### Problem to solve
Reproduce the records verbatim, from the line containing "foot --coords pixels" through the line containing "M204 174L202 165L197", with both of those lines included.

### Record list
· · ·
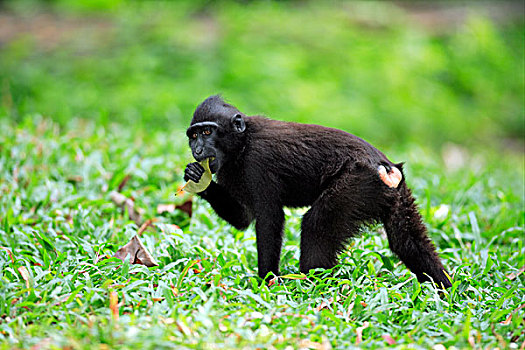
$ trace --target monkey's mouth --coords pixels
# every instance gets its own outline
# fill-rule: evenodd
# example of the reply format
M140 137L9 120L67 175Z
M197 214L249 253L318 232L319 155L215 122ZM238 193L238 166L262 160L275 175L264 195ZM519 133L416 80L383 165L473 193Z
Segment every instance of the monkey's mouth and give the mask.
M209 157L209 159L210 159L210 162L209 162L209 164L210 164L210 171L211 171L212 174L215 174L217 172L218 167L219 167L219 162L218 162L217 158L215 158L215 157Z

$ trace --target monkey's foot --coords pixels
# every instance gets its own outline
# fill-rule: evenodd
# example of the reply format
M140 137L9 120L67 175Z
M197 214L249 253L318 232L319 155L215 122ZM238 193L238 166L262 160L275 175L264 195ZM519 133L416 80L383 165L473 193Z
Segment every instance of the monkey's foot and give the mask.
M394 166L390 169L389 173L386 172L386 168L383 165L380 165L377 168L377 171L381 181L383 181L390 188L397 188L401 182L401 179L403 179L403 174L401 174L401 171L399 171L399 169Z

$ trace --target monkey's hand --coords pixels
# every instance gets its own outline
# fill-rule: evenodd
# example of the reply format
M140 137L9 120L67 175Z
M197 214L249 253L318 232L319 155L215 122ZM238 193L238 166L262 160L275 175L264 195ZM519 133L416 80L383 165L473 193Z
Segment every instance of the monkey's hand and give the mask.
M399 171L399 169L396 167L385 167L383 165L380 165L377 168L377 172L379 173L379 177L385 183L385 185L387 185L390 188L397 188L397 186L403 179L401 171Z
M182 190L190 193L200 193L211 183L210 159L200 163L189 163L184 170L184 180L187 181Z
M204 174L202 165L197 162L189 163L184 170L184 181L199 182L202 174Z

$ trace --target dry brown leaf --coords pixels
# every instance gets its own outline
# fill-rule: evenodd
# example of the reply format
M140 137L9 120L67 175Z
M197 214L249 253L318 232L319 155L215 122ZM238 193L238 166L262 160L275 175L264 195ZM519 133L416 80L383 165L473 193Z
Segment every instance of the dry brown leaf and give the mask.
M357 333L357 338L355 340L355 345L359 345L363 341L363 331L368 328L369 325L370 323L365 321L363 326L356 328L355 332Z
M22 276L22 279L26 282L26 288L29 288L29 271L27 271L25 266L20 266L17 270L20 273L20 276Z
M113 315L113 319L118 321L119 311L118 311L118 294L115 291L109 293L109 309Z
M144 210L141 208L136 208L135 202L133 202L132 199L116 191L111 191L109 197L113 203L122 207L122 209L127 209L129 218L133 220L138 226L142 224L142 215L144 214Z
M140 264L147 267L159 266L137 235L133 236L128 244L117 250L114 257L124 261L128 255L130 256L129 261L131 264Z

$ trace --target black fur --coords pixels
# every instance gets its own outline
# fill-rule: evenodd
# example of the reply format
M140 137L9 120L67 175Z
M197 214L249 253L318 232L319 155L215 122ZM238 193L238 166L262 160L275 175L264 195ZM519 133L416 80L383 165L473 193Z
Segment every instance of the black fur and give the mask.
M202 122L217 127L204 135L198 126ZM262 278L279 274L283 207L310 206L301 225L301 272L333 267L362 225L382 222L390 248L420 281L430 277L451 286L404 175L397 188L379 177L379 165L402 172L402 164L390 162L366 141L318 125L247 117L219 96L197 108L191 125L195 159L215 157L210 164L217 174L217 181L199 195L238 229L255 220ZM199 154L197 146L203 148ZM198 181L199 168L190 163L185 179Z

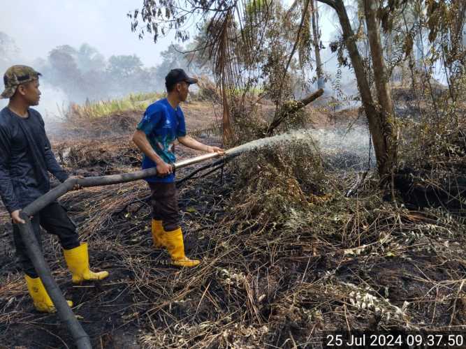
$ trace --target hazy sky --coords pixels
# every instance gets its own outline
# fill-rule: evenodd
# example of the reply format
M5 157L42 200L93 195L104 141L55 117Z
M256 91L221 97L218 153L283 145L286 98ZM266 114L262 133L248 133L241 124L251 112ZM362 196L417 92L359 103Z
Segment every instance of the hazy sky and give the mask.
M36 58L45 59L60 45L79 47L88 43L106 59L112 54L136 54L146 66L161 62L160 52L174 42L173 34L159 37L154 44L152 36L140 40L131 31L130 11L140 8L143 0L0 0L0 31L13 38L20 50L15 64L32 64ZM291 3L291 0L284 0ZM319 3L322 41L327 45L338 27L333 10ZM194 26L191 24L191 27ZM324 70L332 73L336 67L335 54L329 49L322 53ZM345 72L346 73L346 72ZM3 86L1 87L3 87ZM59 89L42 84L41 112L57 114L68 98ZM0 107L6 101L0 100Z
M151 66L160 63L159 52L173 40L170 36L156 45L150 34L140 40L131 32L126 13L140 8L142 0L0 0L0 3L3 5L0 31L15 39L24 58L45 57L59 45L78 47L87 43L106 58L136 54Z

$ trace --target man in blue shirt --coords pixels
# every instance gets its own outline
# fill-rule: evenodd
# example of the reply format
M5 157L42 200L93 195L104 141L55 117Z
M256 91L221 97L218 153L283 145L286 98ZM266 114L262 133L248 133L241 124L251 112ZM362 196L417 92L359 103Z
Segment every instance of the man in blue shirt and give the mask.
M165 77L167 98L147 107L133 136L133 141L143 153L143 169L157 168L156 176L146 179L152 192L154 245L165 247L172 264L180 267L195 267L199 261L190 260L184 255L175 174L170 165L175 160L173 144L177 140L194 149L209 153L224 151L186 134L184 116L180 103L186 101L189 85L196 82L196 79L188 77L182 69L170 70Z

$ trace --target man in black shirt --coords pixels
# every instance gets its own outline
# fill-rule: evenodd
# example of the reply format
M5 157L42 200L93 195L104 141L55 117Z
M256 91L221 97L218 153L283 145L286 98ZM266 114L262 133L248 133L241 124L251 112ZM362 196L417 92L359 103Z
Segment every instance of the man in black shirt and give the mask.
M39 103L40 75L31 67L13 66L3 76L5 90L1 98L10 101L0 111L0 196L11 215L16 253L34 306L39 311L51 313L55 311L53 303L27 255L17 226L25 223L20 216L21 209L50 189L48 172L61 182L68 178L52 151L41 114L29 107ZM39 243L41 226L58 236L73 283L108 276L108 272L89 270L87 244L80 244L75 225L57 202L34 215L31 223ZM68 304L72 305L71 301Z

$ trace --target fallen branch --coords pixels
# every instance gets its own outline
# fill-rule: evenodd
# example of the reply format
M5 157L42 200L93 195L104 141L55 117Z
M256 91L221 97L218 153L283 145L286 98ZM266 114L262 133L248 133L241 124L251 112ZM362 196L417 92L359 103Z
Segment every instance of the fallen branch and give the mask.
M315 101L319 97L323 94L323 89L319 89L314 94L310 94L307 97L303 98L300 101L293 101L293 103L284 103L282 107L275 112L273 120L268 126L268 127L262 131L262 133L265 136L270 136L273 131L277 128L283 121L286 119L290 114L296 112L300 109L305 107L309 103Z

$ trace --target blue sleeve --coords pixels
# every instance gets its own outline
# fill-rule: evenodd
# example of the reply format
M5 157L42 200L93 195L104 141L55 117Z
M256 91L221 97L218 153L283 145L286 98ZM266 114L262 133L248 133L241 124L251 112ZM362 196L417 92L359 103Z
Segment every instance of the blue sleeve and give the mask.
M186 135L186 124L184 123L184 114L181 108L180 108L180 112L177 113L177 118L178 119L178 124L176 128L176 136L184 137Z
M136 129L142 131L146 135L150 135L162 119L162 114L161 110L149 107L138 124Z

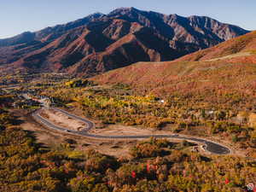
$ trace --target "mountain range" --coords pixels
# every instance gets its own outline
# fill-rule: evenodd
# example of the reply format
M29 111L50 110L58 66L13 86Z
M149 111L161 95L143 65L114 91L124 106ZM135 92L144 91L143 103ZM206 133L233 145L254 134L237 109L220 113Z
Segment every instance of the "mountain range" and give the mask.
M100 84L129 84L161 96L197 96L196 101L203 98L212 105L232 102L236 108L238 102L256 106L255 64L256 31L175 61L137 62L92 79Z
M0 39L0 70L87 77L137 61L172 61L247 32L205 16L120 8Z

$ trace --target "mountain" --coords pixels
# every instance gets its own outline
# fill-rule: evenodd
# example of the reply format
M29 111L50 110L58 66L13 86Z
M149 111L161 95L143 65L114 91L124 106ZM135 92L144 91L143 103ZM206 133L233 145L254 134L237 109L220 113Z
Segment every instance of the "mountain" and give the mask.
M247 32L208 17L121 8L1 39L0 64L90 76L137 61L172 61Z
M256 32L253 32L176 61L137 62L92 79L99 84L127 84L161 96L198 96L198 101L211 98L216 103L223 97L227 102L231 99L243 103L251 98L251 105L256 101L255 64Z

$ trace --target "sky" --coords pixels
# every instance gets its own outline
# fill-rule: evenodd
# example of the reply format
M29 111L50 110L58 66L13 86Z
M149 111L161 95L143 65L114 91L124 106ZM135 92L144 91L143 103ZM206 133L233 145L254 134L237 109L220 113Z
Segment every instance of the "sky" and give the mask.
M0 38L63 24L95 12L135 7L182 16L209 16L256 30L256 0L0 0Z

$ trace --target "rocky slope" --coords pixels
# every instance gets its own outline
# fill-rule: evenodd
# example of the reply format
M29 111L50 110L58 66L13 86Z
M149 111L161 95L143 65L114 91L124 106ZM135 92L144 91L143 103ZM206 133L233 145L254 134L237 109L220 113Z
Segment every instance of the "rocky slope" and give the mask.
M134 8L0 40L0 64L90 76L137 61L171 61L248 32L201 16Z
M256 96L256 32L172 61L137 62L93 78L166 96ZM231 95L230 95L230 93Z

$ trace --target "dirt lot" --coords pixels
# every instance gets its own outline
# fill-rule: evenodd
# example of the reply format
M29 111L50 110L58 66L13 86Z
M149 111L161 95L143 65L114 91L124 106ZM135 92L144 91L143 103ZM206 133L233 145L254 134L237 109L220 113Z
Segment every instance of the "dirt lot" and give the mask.
M50 148L58 148L60 145L67 144L67 140L71 139L75 141L74 149L86 150L93 148L99 151L102 154L113 155L116 157L129 157L129 148L134 146L138 140L108 140L108 139L94 139L84 137L74 136L68 133L60 132L54 130L49 130L42 125L35 122L35 120L27 113L26 110L16 110L15 112L20 119L24 121L20 125L24 130L31 131L34 133L38 143L42 143L44 145ZM83 117L82 112L79 109L70 111L71 113L77 114ZM49 115L49 117L47 117ZM67 115L55 112L45 110L44 112L44 118L49 119L56 125L68 127L70 129L77 130L81 125L84 126L84 122L80 122L77 119L73 119ZM91 119L90 119L91 120ZM101 135L149 135L149 134L172 134L167 131L154 131L153 129L145 129L139 127L124 126L119 125L103 125L100 122L92 120L96 123L96 129L90 131L91 133ZM209 138L208 138L209 139ZM220 138L212 138L212 141L221 142ZM180 140L172 139L172 142L180 142ZM225 143L227 146L230 143ZM203 152L203 151L201 151ZM236 154L244 155L241 152L236 151Z
M86 127L86 124L78 119L72 119L61 112L50 109L43 109L41 115L49 121L69 130L81 131Z
M71 139L76 143L73 145L74 150L84 151L93 148L102 154L129 158L129 148L137 143L137 140L98 140L59 132L37 123L26 110L14 110L13 113L23 121L20 127L31 131L38 143L51 148L66 145L68 143L67 141Z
· · ·
### Exercise result
$ trace --target monkey's foot --coords pixels
# every instance gets its own outline
# fill-rule: evenodd
# example of the reply format
M140 137L9 120L67 175Z
M197 214L249 253L318 232L319 155L215 122ZM238 193L238 166L262 160L275 175L264 195ZM519 133L416 80L383 165L473 193Z
Segment every instance of the monkey's foot and give the mask.
M394 166L390 169L389 173L386 172L386 168L383 165L380 165L377 168L377 171L381 181L383 181L390 188L397 188L401 182L401 179L403 179L403 174L401 174L401 171L399 171L399 169Z

$ trace --target monkey's hand --coords pixels
# every instance gets its own outline
# fill-rule: evenodd
# example of the reply format
M140 137L9 120L67 175Z
M197 214L249 253L318 232L319 155L215 122ZM238 193L238 166L262 160L275 175L264 195ZM519 133L416 80L383 165L473 193Z
Segment every instance of the monkey's hand and give the mask.
M399 171L399 169L396 167L385 167L383 165L380 165L377 168L377 172L379 173L379 177L385 183L385 185L387 185L390 188L397 188L397 186L403 179L401 171Z
M182 190L190 193L200 193L211 183L210 159L200 163L189 163L184 170L184 180L187 181Z
M204 174L202 165L197 162L189 163L184 170L184 181L199 182L202 174Z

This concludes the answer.